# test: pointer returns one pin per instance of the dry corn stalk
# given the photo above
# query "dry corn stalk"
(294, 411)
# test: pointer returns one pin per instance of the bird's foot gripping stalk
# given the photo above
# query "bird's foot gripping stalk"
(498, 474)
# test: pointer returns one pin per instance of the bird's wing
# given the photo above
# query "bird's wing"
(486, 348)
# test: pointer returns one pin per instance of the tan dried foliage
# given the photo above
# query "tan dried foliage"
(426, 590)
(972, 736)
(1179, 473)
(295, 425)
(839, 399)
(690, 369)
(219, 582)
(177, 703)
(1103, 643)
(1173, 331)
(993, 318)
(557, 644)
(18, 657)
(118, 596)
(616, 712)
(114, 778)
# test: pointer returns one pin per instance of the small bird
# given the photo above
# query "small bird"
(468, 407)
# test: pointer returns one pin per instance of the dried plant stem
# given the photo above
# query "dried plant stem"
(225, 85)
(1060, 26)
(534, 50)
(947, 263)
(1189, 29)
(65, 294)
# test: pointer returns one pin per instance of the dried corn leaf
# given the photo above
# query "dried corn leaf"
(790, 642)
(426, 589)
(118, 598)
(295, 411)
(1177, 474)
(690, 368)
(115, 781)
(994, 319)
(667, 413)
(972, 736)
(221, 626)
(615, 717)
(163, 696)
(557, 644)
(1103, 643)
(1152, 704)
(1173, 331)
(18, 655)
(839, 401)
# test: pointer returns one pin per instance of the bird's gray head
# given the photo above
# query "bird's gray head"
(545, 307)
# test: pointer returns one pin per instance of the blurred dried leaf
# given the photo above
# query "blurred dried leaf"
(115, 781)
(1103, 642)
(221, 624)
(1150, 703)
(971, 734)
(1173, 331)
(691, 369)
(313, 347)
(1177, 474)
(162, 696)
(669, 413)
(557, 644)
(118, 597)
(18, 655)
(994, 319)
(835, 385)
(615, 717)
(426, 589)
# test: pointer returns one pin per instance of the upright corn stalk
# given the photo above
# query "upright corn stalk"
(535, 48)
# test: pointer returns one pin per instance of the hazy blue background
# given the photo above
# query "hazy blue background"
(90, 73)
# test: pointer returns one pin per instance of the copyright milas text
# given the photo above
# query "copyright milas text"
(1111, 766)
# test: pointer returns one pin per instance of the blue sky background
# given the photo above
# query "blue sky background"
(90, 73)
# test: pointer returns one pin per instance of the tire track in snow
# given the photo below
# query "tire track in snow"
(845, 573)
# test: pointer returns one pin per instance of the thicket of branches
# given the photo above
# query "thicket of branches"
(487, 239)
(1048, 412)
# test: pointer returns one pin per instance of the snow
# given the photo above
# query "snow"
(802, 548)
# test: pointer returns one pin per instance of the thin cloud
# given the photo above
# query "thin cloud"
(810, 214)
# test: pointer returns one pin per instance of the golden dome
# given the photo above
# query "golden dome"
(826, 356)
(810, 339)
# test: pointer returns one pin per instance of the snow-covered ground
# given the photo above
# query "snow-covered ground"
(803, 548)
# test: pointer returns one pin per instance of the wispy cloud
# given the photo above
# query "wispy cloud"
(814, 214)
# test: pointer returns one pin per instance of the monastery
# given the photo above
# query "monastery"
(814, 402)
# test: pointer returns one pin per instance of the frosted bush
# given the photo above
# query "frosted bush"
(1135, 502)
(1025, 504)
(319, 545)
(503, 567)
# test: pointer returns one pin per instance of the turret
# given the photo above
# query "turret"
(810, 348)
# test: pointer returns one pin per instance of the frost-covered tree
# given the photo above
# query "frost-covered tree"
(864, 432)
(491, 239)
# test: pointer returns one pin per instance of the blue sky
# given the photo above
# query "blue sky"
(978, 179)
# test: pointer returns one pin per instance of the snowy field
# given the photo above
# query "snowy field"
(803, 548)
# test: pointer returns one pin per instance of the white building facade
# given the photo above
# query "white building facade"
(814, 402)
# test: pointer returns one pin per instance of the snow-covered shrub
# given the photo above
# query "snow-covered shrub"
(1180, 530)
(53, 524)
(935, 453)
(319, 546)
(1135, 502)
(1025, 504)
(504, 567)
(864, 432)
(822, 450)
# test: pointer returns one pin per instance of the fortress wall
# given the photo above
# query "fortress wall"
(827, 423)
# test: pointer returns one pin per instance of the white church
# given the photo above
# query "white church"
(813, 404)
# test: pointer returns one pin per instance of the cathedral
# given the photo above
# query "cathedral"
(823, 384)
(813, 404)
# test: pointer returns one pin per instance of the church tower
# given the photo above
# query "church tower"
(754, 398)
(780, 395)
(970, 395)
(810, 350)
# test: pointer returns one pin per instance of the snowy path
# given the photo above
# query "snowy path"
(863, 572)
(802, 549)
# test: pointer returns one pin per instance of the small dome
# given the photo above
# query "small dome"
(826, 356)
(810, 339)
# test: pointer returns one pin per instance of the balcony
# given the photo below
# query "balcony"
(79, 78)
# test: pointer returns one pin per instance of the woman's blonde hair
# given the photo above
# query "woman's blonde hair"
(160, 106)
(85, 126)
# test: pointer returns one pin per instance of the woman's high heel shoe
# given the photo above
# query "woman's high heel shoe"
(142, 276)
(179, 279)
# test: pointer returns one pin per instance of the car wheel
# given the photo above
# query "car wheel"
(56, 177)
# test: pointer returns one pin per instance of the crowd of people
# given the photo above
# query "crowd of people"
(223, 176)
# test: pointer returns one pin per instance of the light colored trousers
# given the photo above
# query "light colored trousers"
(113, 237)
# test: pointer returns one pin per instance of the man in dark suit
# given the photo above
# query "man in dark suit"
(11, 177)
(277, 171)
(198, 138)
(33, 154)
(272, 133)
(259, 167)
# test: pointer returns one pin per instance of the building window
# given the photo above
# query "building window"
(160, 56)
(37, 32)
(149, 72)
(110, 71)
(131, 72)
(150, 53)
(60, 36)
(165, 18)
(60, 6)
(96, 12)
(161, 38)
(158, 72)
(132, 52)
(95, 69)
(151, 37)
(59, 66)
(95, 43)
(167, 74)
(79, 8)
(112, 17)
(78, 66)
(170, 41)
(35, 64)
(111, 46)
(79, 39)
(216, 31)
=====
◆ **What to work on**
Copy out the material, keeping every line exactly as it is.

◆ **Task solution**
# test: pointer returns one pin per instance of the dry corn stalk
# given the photo above
# query "dry corn stalk"
(294, 411)
# test: pointer returns one pin per instance of the bird's foot gripping stalk
# given the photo above
# query "bird's foot gripping stalk"
(498, 474)
# test: pointer returns one pin per instance of the bird's wing
# given the photo above
# query "bird's wing"
(486, 348)
# test: pointer returns one pin per instance of the tan dried foliage
# given the photo above
# query "tan dried foliage"
(426, 590)
(972, 736)
(1179, 473)
(295, 425)
(839, 399)
(690, 369)
(219, 582)
(177, 703)
(1103, 643)
(1173, 331)
(993, 318)
(557, 644)
(18, 657)
(118, 596)
(616, 712)
(114, 778)
# test: pointer returns one pin per instance of the small bird
# given the photo above
# query "small bird"
(468, 407)
# test: pointer returns one pin per instance of the dried plant stem
# given the photo above
# query "dried plant stem"
(225, 85)
(1060, 26)
(534, 50)
(947, 263)
(1189, 29)
(65, 294)
# test: pointer returns one pin per instance of the dried corn leaf
# given the photo above
# query "dried corn leaf"
(790, 642)
(426, 589)
(118, 598)
(295, 411)
(1177, 474)
(690, 368)
(115, 781)
(994, 319)
(667, 413)
(972, 736)
(221, 626)
(615, 717)
(163, 696)
(557, 644)
(1103, 643)
(1152, 704)
(1173, 331)
(18, 655)
(839, 401)
# test: pointer returns one pin per instance of the bird's gray head
# given the photo above
# query "bird's gray head"
(545, 307)
# test: pointer returns one pin per instance of the blurred dried leaf
# given the photo above
# query "blurred dried leaf"
(115, 781)
(1103, 642)
(221, 624)
(1150, 703)
(971, 734)
(1173, 331)
(691, 369)
(313, 347)
(1177, 474)
(162, 696)
(669, 413)
(557, 644)
(118, 597)
(18, 655)
(994, 319)
(835, 385)
(615, 717)
(426, 589)
# test: pointer returns one pin per instance of the upright corn stalk
# given the photo above
# query "upright corn stalk"
(535, 48)
# test: pointer returns one pin per instance of the hazy blue background
# given the photo above
# query "hazy blue background"
(90, 73)
# test: pointer returns one pin per instance of the copyright milas text
# given the photo above
# query "copyright milas text"
(1111, 766)
# test: pointer returns one pin per instance of the blue sky background
# given the photo above
# query "blue sky background"
(90, 73)
# test: pointer returns one pin per instance of the tire track in snow
# given the photo below
# query "tire track in snow"
(845, 573)
# test: pointer returns one pin per instance of the thicket of branches
# given the photo above
# query "thicket of branches"
(487, 239)
(1048, 412)
# test: pointer returns one pin per instance of the snow
# given the photo above
# query "snow"
(802, 548)
# test: pointer returns one pin per instance of the thin cloud
# given the photo above
# query "thin cloud"
(810, 214)
# test: pointer returns one pin per instance of the golden dome
# given the photo above
# query "golden dome"
(826, 356)
(810, 339)
# test: pointer returns one pin per instance of the snow-covered ground
# given the photo above
# query "snow-covered ground"
(803, 548)
# test: pointer returns one pin per instance of the wispy cloud
# given the photo above
# query "wispy cloud"
(814, 214)
# test: pointer returns one pin per instance of the monastery
# given the photo above
# query "monastery"
(814, 402)
# test: pointer returns one pin per instance of the frosted bush
# given the photo above
# query "frosted bush"
(1135, 502)
(1025, 504)
(319, 545)
(503, 567)
# test: pointer returns one pin per instance of the turret
# given the photo above
# query "turret"
(810, 348)
# test: pointer returns one pin per instance of the frost-covered tree
# given the photo above
# query "frost-covered tree"
(864, 432)
(491, 239)
# test: pointer returns one pin per instance of the blue sky
# given the photo above
# query "blue sky"
(978, 179)
# test: pointer returns one pin per instance of the snowy field
# given the photo above
# query "snowy field"
(803, 548)
# test: pointer returns one pin per instance of the white building facade
# given the photo above
# query "white building facade"
(814, 402)
# test: pointer returns one pin per instance of the snow-covered shrub
# given the photo above
# query "snow-covered shrub"
(1180, 530)
(53, 524)
(935, 453)
(319, 546)
(1135, 502)
(1025, 504)
(504, 567)
(864, 432)
(822, 450)
# test: pointer returns one pin per instance of the fortress wall
# given the photo above
# query "fortress wall"
(827, 423)
# test: pointer returns one pin per instance of the white church
# given the photo above
# query "white church"
(813, 404)
# test: pointer returns one pin per instance of the cathedral
# given the photo above
# query "cathedral"
(823, 384)
(813, 404)
# test: pointer returns one pin per instance of the church tower
# given the photo above
# query "church tower"
(754, 398)
(780, 395)
(970, 395)
(810, 350)
# test: pointer returns one pin per instance of the snowy path
# given the photo above
# query "snowy path"
(863, 572)
(802, 549)
# test: pointer returns one pin per instance of the small dome
# given the photo above
# query "small dome"
(826, 356)
(810, 339)
# test: pointer returns one pin per instance of the balcony
# given the photo below
# query "balcony"
(79, 78)
# test: pointer returns one pin per instance of the woman's blonde hair
# given the photo above
# query "woman's blonde hair"
(160, 106)
(85, 126)
# test: pointer returns one pin per instance of the woman's high heel shoe
# given the photo above
# query "woman's high heel shoe"
(142, 276)
(179, 279)
# test: pointer returns one pin per instance of the car wheel
# given the photo above
# query "car wheel"
(56, 177)
# test: pointer returns one pin per instance of the crowd of people
# given the photo above
# query "crowd of people"
(223, 176)
# test: pointer returns one pin per instance of the light colored trousers
# given the photo above
# query "light colored trousers"
(113, 237)
# test: pointer returns one pin per instance of the man in dark suit
# given the photo above
# query "man in dark suit"
(11, 177)
(277, 171)
(198, 138)
(33, 154)
(272, 133)
(259, 167)
# test: pointer returns one pin per instance of the building window
# given the photo above
# query "building window"
(160, 56)
(37, 32)
(149, 72)
(110, 71)
(131, 72)
(150, 53)
(60, 36)
(165, 18)
(60, 6)
(96, 12)
(161, 38)
(158, 72)
(132, 52)
(95, 69)
(151, 37)
(59, 66)
(95, 43)
(167, 74)
(79, 8)
(112, 17)
(78, 66)
(170, 41)
(35, 64)
(111, 46)
(79, 39)
(216, 31)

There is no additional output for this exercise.